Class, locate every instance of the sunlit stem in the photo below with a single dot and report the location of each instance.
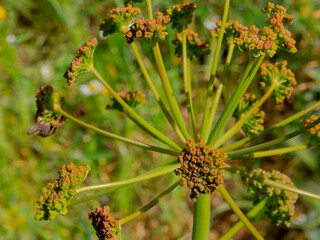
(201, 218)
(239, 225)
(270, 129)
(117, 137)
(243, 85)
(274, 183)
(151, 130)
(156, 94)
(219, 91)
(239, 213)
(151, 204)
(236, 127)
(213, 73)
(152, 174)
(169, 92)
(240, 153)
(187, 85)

TRY IT
Exclude every picture and copy the remaining data exactly.

SOLUTION TO THE PROBLEM
Class, locate every instance of the sunlit stem in the photo below with a single dot and report the location of each instance.
(201, 218)
(239, 225)
(270, 129)
(117, 137)
(243, 85)
(274, 183)
(151, 130)
(156, 94)
(219, 91)
(239, 213)
(151, 204)
(236, 127)
(213, 73)
(152, 174)
(169, 92)
(240, 153)
(187, 85)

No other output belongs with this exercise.